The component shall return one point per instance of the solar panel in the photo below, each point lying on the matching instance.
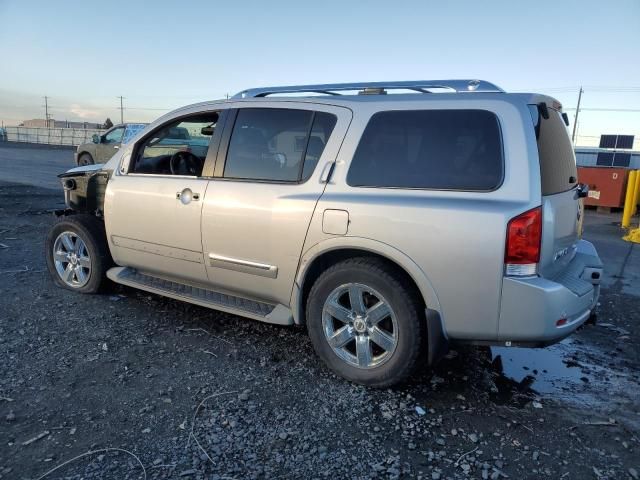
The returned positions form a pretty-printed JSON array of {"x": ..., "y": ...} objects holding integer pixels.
[
  {"x": 625, "y": 141},
  {"x": 616, "y": 141},
  {"x": 608, "y": 141},
  {"x": 621, "y": 159},
  {"x": 605, "y": 159}
]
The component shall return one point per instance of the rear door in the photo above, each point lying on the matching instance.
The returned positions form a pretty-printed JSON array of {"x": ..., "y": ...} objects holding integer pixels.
[
  {"x": 561, "y": 205},
  {"x": 267, "y": 183}
]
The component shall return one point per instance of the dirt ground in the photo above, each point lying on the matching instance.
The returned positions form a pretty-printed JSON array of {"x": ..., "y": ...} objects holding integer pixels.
[{"x": 123, "y": 374}]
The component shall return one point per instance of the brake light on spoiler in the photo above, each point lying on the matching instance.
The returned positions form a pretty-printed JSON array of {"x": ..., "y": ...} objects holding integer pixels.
[{"x": 522, "y": 248}]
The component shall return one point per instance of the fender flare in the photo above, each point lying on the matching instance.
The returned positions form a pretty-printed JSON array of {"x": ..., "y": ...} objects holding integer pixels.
[{"x": 367, "y": 245}]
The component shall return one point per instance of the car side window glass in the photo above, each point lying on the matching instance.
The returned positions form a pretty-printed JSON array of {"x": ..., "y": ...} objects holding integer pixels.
[
  {"x": 273, "y": 144},
  {"x": 323, "y": 125},
  {"x": 114, "y": 136},
  {"x": 177, "y": 148},
  {"x": 430, "y": 149}
]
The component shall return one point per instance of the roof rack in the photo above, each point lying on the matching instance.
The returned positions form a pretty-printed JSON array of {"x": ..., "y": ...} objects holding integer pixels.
[{"x": 421, "y": 86}]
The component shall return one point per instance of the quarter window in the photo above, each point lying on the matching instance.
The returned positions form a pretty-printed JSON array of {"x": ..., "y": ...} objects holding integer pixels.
[
  {"x": 281, "y": 145},
  {"x": 431, "y": 149}
]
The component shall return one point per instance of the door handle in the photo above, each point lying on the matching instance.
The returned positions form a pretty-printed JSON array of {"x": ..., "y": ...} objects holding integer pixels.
[{"x": 186, "y": 196}]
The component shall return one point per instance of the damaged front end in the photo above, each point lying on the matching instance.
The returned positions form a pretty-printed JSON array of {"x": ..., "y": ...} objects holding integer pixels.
[{"x": 84, "y": 189}]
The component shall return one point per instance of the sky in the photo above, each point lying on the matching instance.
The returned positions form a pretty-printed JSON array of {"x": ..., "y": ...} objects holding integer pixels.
[{"x": 160, "y": 55}]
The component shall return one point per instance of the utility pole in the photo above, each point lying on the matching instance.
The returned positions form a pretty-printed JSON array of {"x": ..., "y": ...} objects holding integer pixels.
[
  {"x": 46, "y": 110},
  {"x": 575, "y": 121},
  {"x": 121, "y": 109}
]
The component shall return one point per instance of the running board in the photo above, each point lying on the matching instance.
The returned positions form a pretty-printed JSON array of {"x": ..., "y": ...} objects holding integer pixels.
[{"x": 265, "y": 312}]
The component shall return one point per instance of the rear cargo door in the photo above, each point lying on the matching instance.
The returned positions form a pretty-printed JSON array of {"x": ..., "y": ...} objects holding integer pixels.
[{"x": 562, "y": 209}]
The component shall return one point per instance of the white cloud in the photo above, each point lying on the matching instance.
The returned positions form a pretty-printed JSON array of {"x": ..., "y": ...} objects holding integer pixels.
[{"x": 84, "y": 112}]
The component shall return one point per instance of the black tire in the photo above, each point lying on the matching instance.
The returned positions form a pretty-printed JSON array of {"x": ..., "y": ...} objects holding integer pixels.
[
  {"x": 404, "y": 302},
  {"x": 85, "y": 159},
  {"x": 91, "y": 231}
]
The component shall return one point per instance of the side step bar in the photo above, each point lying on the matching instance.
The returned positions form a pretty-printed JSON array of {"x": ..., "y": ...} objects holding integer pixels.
[{"x": 265, "y": 312}]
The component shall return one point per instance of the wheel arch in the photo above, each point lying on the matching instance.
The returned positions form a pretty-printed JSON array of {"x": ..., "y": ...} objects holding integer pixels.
[{"x": 324, "y": 254}]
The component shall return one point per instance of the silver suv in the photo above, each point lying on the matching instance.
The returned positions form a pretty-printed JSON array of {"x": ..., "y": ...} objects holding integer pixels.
[{"x": 389, "y": 224}]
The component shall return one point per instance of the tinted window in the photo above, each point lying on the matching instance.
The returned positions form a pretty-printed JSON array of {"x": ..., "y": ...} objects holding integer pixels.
[
  {"x": 177, "y": 148},
  {"x": 558, "y": 169},
  {"x": 437, "y": 149},
  {"x": 322, "y": 127},
  {"x": 276, "y": 144},
  {"x": 114, "y": 136}
]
------------------------------------------------------------------------
WRITTEN INSTRUCTION ->
Please copy the entries from the line with "The component shall return one point per instance of the wheel" to the end of the entries, swapping "component" for "module" and leaving everything else as it is.

WORKED ANSWER ->
The module shall return one point per instance of the wheel arch in the photo above, each point lying on the matching instance.
The returned positions form a pretty-printed JSON array of {"x": ..., "y": ...} objects holding integer pixels.
[{"x": 324, "y": 254}]
The module shall return one point per instance of the silver suv in the photo above, each point lying on the matching instance.
The returned positions form a pretty-printed JSON array of {"x": ..., "y": ...} objects holding integer pixels.
[{"x": 389, "y": 224}]
The module shall return one point per instance of the tinted window in the photo above, each point lying on the matching instance.
The returned positions form a pretty-printed JSON array of {"x": ..., "y": ...} objects holding integer pixels.
[
  {"x": 177, "y": 148},
  {"x": 558, "y": 169},
  {"x": 437, "y": 149},
  {"x": 322, "y": 127},
  {"x": 276, "y": 144},
  {"x": 114, "y": 136}
]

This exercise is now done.